__Texte fourni__:
########################################
Cour de Cassation
Chambre commerciale
Audience publique du 8 février 1994 Rejet.
Sur le moyen unique pris en ses quatre branches :
Attendu, selon l'arrêt attaqué (Dijon, 17 mars 1992), que le 17
octobre 1989, la société Grand Club du Vin (société
GCV) a acquis le fichier client de la société en redressement
judiciaire dénommée Bacchus conseil et a poursuivi le contrat
de gestion informatisé de ce fichier conclu avec la société
de gestion et de conseil en organisation (Sogecor) ; qu'à la suite d'un
différend, la société GCV a assigné en restitution
du fichier client la société Sogecor ; que celle-ci qui s'est
prétendue créancière de la société GCV a
opposé son droit de rétention sur le fichier litigieux ;
Attendu que la société GCV fait grief à l'arrêt d'avoir
infirmé la décision des premiers juges ayant qualifié d'abusif
l'exercice de ce droit de rétention par la société GCV,
alors, selon le pourvoi, d'une part, que jamais, au cours de la procédure
comme auparavant, la société Sogecor n'a prétendu justifier
l'exercice de son droit de rétention par les seules prestations impayées
postérieures à la cession du fonds de la société
Bacchus, ces factures impayées faisant d'ailleurs l'objet d'une mesure
d'expertise confirmée par la cour d'appel ; que la cour d'appel, en fondant
l'exercice du droit de rétention sur ces seules factures, contrairement
aux prétentions mêmes de la société Sogecor, a méconnu
les termes du litige, violant l'article 4 du nouveau Code de procédure
civile ; alors, d'autre part, que c'est d'office, et sans inviter les parties
à présenter au préalable leurs observations, que la cour
d'appel a estimé qu'il n'y avait pas lieu d'examiner les contestations
portant sur l'exercice du droit de rétention pour les créances
antérieures au jugement déclaratif ou nées pendant la période
d'observation et que les seules créances postérieures à
la cession du fonds Bacchus suffisaient à justifier l'exercice de ce
droit ; que la cour d'appel a méconnu le principe du contradictoire,
violant l'article 16 du nouveau Code de procédure civile ; alors encore
que le droit de rétention suppose l'existence d'une créance certaine
; qu'en énonçant simplement qu'il résultait des "
########################################
__Tâche courte 1__: Relevez toutes les sociétés nommées dans le texte fourni.

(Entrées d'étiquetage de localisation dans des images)
########################################
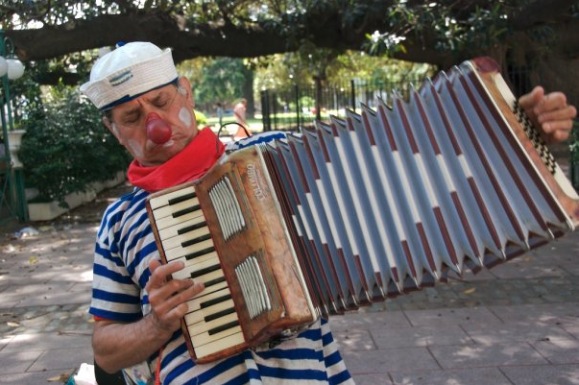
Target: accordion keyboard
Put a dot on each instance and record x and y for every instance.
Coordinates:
(212, 322)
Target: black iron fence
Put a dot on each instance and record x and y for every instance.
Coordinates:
(298, 107)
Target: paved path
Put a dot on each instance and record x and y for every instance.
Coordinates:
(517, 324)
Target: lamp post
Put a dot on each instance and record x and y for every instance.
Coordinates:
(12, 193)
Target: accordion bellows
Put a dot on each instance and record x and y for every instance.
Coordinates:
(362, 208)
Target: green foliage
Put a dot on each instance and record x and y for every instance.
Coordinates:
(66, 147)
(221, 81)
(440, 26)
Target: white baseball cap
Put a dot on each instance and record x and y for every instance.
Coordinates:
(128, 72)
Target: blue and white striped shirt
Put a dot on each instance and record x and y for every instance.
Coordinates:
(125, 244)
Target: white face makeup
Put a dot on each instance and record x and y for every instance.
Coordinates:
(186, 117)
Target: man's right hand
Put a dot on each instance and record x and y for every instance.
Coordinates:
(168, 297)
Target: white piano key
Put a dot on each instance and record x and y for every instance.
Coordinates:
(222, 341)
(190, 250)
(200, 315)
(178, 240)
(179, 224)
(163, 200)
(205, 296)
(207, 327)
(170, 211)
(168, 222)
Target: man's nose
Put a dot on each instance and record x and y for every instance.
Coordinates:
(158, 130)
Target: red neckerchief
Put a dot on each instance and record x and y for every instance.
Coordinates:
(190, 164)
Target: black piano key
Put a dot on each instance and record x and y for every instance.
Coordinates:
(223, 327)
(199, 253)
(191, 228)
(182, 198)
(193, 241)
(215, 301)
(210, 269)
(214, 281)
(188, 210)
(219, 314)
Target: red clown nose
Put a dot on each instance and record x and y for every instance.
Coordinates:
(158, 131)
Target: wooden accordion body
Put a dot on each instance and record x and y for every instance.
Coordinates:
(361, 209)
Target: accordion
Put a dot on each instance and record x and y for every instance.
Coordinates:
(360, 209)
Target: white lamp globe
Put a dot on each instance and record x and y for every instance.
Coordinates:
(3, 66)
(15, 69)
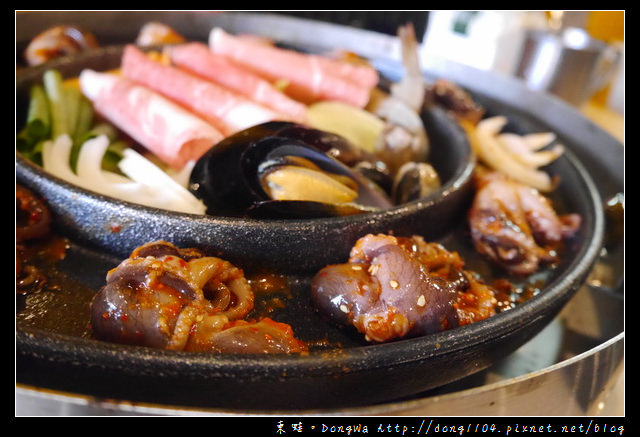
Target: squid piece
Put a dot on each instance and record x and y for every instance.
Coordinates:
(58, 41)
(516, 226)
(404, 137)
(154, 33)
(456, 100)
(178, 299)
(513, 155)
(395, 287)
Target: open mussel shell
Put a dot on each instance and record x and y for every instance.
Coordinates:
(231, 178)
(217, 177)
(285, 156)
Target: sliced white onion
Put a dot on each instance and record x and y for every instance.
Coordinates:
(150, 186)
(505, 154)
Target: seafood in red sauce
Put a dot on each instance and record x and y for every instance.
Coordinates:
(515, 226)
(178, 299)
(397, 287)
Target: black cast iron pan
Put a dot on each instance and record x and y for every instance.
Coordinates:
(355, 374)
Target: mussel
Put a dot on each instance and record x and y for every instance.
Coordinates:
(284, 170)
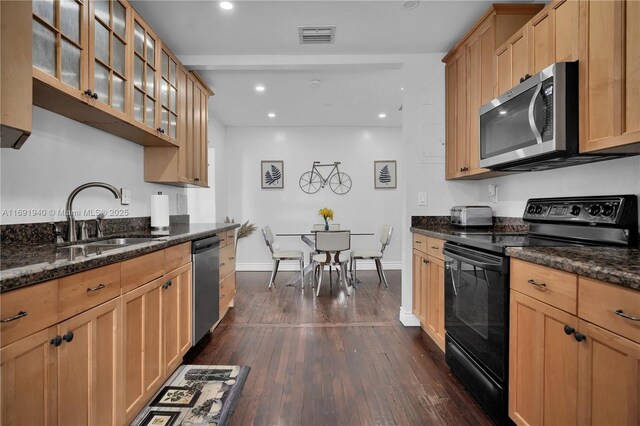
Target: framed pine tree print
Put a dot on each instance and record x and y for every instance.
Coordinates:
(384, 174)
(272, 172)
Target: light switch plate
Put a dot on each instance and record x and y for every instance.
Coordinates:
(125, 196)
(181, 203)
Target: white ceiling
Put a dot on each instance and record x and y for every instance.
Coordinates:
(255, 30)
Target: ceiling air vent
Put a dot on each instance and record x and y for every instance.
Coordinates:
(317, 35)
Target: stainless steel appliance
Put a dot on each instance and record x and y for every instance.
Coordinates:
(471, 216)
(534, 126)
(477, 283)
(206, 286)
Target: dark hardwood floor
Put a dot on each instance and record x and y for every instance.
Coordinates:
(335, 359)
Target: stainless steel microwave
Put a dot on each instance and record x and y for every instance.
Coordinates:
(534, 125)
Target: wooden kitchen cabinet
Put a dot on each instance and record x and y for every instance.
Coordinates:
(65, 374)
(176, 308)
(29, 380)
(187, 164)
(610, 76)
(89, 366)
(428, 286)
(543, 368)
(572, 369)
(142, 346)
(470, 81)
(15, 80)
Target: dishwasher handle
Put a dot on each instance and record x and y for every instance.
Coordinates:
(205, 244)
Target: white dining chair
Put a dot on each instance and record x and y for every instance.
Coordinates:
(278, 255)
(376, 255)
(330, 246)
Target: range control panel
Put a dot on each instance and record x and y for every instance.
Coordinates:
(608, 210)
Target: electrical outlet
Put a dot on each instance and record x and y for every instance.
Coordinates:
(125, 196)
(181, 203)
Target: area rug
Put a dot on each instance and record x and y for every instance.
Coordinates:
(195, 395)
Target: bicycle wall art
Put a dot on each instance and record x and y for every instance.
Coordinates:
(272, 174)
(322, 174)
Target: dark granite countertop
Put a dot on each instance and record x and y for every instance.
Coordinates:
(611, 264)
(22, 265)
(614, 265)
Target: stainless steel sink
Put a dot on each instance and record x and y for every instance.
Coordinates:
(114, 243)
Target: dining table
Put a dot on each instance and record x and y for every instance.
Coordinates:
(309, 240)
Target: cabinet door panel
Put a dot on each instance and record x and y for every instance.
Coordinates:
(28, 369)
(609, 385)
(543, 367)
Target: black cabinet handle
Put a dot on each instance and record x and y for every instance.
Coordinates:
(68, 337)
(100, 287)
(19, 315)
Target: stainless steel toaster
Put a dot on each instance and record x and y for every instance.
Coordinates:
(471, 216)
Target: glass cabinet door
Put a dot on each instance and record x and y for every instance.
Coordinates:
(145, 92)
(59, 41)
(169, 95)
(109, 55)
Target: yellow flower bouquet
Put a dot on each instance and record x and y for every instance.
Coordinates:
(327, 214)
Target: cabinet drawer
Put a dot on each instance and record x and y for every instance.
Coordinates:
(434, 247)
(231, 237)
(176, 256)
(33, 308)
(420, 242)
(597, 302)
(80, 292)
(142, 270)
(227, 291)
(557, 288)
(227, 260)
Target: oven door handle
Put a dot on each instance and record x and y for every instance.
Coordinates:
(532, 121)
(484, 265)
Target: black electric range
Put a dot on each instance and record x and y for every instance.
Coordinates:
(477, 283)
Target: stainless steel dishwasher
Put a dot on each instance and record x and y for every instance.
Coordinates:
(206, 285)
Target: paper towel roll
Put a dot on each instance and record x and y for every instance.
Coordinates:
(159, 211)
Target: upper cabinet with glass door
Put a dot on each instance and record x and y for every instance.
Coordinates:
(168, 94)
(59, 46)
(145, 67)
(108, 70)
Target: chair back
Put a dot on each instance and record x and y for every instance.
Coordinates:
(385, 236)
(333, 241)
(268, 238)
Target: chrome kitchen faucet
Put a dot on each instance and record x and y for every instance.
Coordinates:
(71, 221)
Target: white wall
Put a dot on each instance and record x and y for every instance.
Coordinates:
(61, 154)
(290, 210)
(423, 153)
(209, 205)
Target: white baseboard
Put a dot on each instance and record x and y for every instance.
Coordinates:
(363, 265)
(408, 319)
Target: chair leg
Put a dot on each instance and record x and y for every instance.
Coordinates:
(321, 268)
(272, 282)
(384, 278)
(302, 273)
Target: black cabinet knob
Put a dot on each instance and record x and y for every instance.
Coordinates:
(68, 337)
(580, 337)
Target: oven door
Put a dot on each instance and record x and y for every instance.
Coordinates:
(477, 305)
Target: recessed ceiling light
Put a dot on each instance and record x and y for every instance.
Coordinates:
(410, 4)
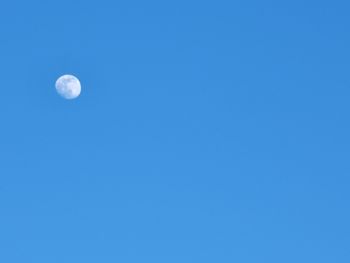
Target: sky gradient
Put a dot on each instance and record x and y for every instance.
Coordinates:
(206, 131)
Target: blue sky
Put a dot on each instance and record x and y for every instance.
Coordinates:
(206, 131)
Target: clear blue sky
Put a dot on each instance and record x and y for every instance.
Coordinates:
(206, 131)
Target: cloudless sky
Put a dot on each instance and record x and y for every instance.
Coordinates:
(206, 131)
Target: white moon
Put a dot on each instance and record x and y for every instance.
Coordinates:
(68, 86)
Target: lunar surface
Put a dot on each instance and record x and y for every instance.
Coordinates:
(68, 86)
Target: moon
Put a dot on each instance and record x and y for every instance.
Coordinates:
(68, 86)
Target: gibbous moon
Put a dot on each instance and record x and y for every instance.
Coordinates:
(68, 86)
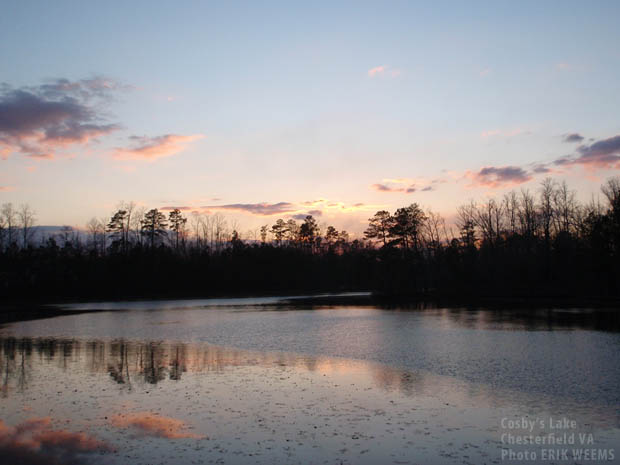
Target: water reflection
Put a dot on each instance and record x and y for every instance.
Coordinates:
(37, 442)
(71, 400)
(130, 363)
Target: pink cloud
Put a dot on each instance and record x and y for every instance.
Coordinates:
(39, 121)
(153, 148)
(498, 176)
(376, 71)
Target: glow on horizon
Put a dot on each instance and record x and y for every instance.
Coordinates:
(269, 108)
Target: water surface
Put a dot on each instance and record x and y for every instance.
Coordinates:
(267, 381)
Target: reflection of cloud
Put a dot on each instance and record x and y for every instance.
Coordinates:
(38, 121)
(150, 424)
(152, 148)
(33, 442)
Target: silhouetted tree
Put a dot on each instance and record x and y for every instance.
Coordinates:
(379, 226)
(177, 225)
(154, 226)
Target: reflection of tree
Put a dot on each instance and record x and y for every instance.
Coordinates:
(129, 363)
(152, 366)
(119, 370)
(177, 364)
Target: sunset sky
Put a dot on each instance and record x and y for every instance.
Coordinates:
(261, 110)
########################################
__Tâche courte 2__: Disposez sous forme de tableau Markdown les lignes des enregistrements, en commençant à la ligne qui contient "Target: sunset sky" et en vous arrêtant à la fin des enregistrements, sans les lignes vides. Nommez les deux colonnes « Rang » et « Ligne ».

__Solution 1__:
- la société Grand Club du Vin (société GCV)
- la société Bacchus conseil
- la société de gestion et de conseil en organisation (Sogecor)

__Solution 2__:
| Rang | Ligne |
|---|---|
| 1 | Target: sunset sky |
| 2 | Put a dot on each instance and record x and y for every instance. |
| 3 | Coordinates: |
| 4 | (261, 110) |